>> BEGIN DATA SHOWN
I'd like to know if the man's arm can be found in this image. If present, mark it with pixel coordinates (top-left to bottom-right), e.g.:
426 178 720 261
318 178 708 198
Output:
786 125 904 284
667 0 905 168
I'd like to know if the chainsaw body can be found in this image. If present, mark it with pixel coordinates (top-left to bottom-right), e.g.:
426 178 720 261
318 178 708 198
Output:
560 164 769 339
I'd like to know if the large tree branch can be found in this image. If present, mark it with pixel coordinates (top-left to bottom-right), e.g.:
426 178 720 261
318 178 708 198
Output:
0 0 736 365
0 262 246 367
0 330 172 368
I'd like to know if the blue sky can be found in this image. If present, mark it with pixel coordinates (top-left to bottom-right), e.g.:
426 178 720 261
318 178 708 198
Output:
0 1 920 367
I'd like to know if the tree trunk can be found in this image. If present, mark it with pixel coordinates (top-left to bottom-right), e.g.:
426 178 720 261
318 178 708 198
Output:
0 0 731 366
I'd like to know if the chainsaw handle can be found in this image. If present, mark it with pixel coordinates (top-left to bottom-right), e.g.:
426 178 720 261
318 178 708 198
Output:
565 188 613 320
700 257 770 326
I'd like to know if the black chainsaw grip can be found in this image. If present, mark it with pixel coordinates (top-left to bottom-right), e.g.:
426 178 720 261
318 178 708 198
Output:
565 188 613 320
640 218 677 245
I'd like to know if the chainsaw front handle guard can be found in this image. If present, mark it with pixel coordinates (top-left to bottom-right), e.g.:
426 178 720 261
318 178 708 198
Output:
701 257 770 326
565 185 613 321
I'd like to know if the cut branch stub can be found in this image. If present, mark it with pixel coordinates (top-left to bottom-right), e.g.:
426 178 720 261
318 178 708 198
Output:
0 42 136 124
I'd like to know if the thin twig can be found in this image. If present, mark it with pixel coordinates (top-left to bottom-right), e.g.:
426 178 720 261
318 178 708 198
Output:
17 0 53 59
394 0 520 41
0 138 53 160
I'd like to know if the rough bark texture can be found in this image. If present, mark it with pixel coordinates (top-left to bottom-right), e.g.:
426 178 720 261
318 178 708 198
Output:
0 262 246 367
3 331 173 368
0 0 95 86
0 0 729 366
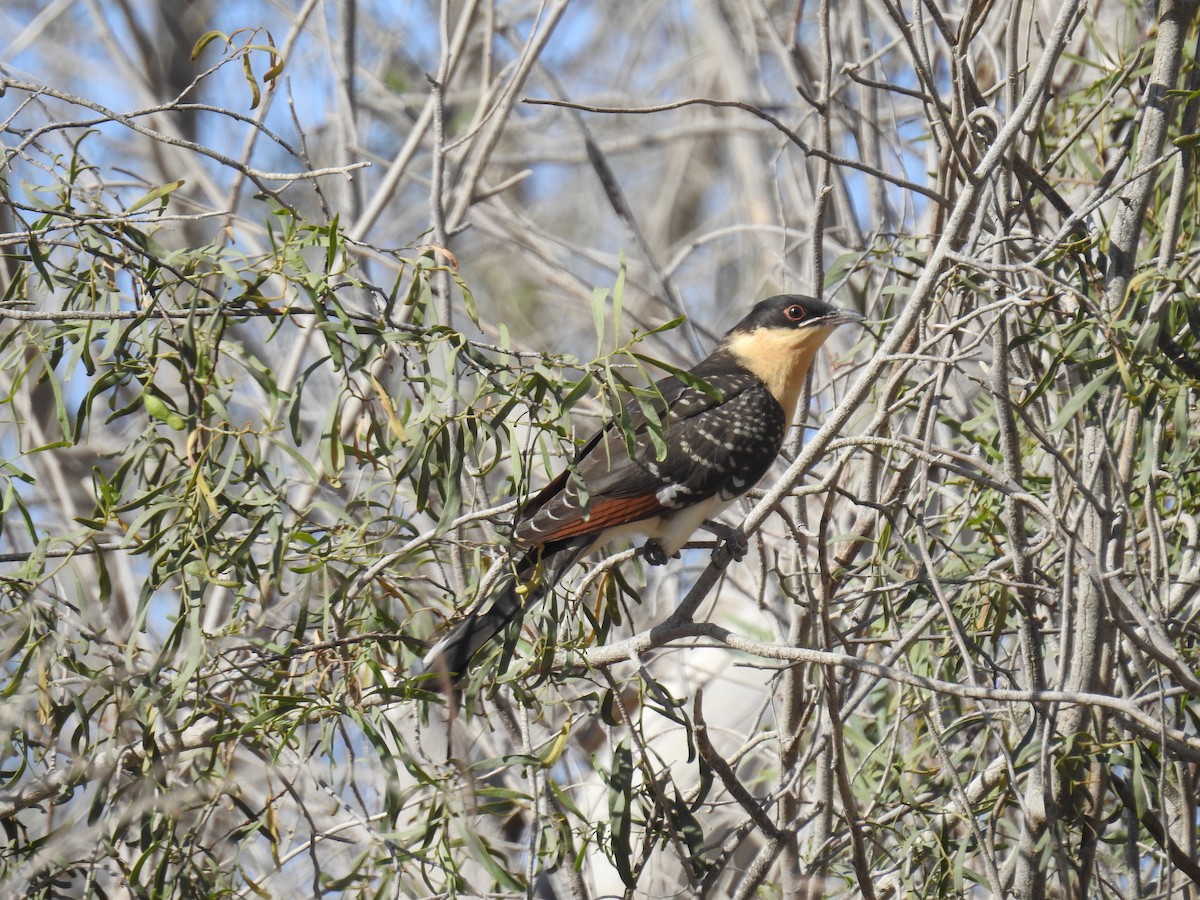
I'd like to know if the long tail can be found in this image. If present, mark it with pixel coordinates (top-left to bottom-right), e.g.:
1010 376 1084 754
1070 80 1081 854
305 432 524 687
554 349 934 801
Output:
421 535 593 680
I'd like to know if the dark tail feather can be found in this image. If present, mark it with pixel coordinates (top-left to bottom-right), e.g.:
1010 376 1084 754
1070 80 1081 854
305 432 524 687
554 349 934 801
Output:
421 535 592 680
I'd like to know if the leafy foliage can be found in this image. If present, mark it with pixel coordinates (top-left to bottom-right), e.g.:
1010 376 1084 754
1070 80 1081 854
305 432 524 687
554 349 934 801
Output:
0 2 1200 898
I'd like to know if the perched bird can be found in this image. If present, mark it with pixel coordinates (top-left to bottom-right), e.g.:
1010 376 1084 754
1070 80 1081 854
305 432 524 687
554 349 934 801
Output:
424 294 862 677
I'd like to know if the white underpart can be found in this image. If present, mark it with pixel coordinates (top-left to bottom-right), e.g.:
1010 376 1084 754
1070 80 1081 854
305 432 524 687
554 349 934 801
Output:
592 496 732 557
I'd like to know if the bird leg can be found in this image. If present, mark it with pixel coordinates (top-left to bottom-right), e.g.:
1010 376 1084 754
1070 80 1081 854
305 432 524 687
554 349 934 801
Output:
700 518 750 569
642 538 679 565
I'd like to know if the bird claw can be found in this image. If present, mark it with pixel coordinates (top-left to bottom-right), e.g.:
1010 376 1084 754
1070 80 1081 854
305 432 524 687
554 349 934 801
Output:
642 538 679 565
702 521 750 569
>> END DATA SHOWN
[JOB]:
Rewrite the part of the records that opens with the line containing "I'd like to know if the chainsaw body" and closes with the one containing "560 164 769 339", both lines included, multiplying every coordinate in the answers by 0.4 and rounding to whole numbers, with halves going up. Copy the request lines and their sample numbers unchanged, and give back only that part.

[TASK RESULT]:
I'd like to know if the chainsaw body can be found in this image. If present, mark it with pixel coordinates (top-left to bottom-right), e.g.:
426 178 720 261
318 178 708 198
Output:
224 66 308 136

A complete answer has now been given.